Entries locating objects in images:
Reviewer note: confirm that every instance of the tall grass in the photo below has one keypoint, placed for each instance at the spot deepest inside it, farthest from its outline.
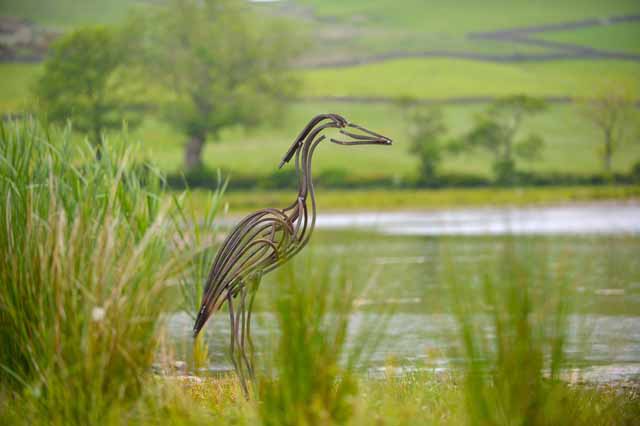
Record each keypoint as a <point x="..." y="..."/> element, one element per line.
<point x="86" y="255"/>
<point x="513" y="330"/>
<point x="311" y="377"/>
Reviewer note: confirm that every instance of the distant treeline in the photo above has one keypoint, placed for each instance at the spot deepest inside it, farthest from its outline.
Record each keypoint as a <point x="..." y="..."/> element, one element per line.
<point x="341" y="179"/>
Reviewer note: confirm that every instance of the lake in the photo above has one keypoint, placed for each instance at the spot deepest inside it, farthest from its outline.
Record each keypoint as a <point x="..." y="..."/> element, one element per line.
<point x="401" y="262"/>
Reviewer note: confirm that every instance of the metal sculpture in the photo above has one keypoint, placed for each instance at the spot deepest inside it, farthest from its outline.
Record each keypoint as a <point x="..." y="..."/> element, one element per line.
<point x="267" y="238"/>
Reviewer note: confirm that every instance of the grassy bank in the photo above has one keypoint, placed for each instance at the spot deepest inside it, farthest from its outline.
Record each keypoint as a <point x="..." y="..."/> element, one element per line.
<point x="91" y="249"/>
<point x="425" y="199"/>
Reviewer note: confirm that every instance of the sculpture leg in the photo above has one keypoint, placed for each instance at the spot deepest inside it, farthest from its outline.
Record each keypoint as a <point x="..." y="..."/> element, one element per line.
<point x="253" y="289"/>
<point x="244" y="322"/>
<point x="234" y="341"/>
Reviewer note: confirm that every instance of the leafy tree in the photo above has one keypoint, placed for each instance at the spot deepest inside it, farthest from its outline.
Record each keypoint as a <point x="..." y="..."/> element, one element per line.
<point x="426" y="130"/>
<point x="613" y="113"/>
<point x="496" y="131"/>
<point x="220" y="65"/>
<point x="85" y="81"/>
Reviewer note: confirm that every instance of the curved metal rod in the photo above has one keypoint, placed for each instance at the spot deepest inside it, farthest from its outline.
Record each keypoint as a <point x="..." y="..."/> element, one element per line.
<point x="269" y="237"/>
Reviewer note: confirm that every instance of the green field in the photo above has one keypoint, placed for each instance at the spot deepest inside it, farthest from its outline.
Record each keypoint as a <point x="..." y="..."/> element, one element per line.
<point x="571" y="143"/>
<point x="15" y="85"/>
<point x="619" y="38"/>
<point x="446" y="78"/>
<point x="467" y="15"/>
<point x="68" y="13"/>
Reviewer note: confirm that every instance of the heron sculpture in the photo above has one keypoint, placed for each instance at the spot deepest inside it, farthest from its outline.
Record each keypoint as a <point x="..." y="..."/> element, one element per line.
<point x="267" y="238"/>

» **Given problem**
Quote, word for word, the part of the records from the line containing "Reviewer note: confirm that every instance of the green" through the end of the records.

» **Output of the task**
Reviewer note: confirm that every instance of the green field in the photo above has one keypoint, placed for each instance at the spot deepest inside it, farthest from its outline.
Record each keypoint as a <point x="..." y="..."/> element, one element per line.
<point x="571" y="143"/>
<point x="15" y="85"/>
<point x="619" y="38"/>
<point x="446" y="78"/>
<point x="467" y="15"/>
<point x="68" y="13"/>
Reviewer note: confirm that every instance of the heron sculpture in the photo above has one keypoint, placed for each instance at the spot deepest inside it, farthest from its outline.
Record each keypoint as a <point x="..." y="..."/> element, one element per line.
<point x="267" y="238"/>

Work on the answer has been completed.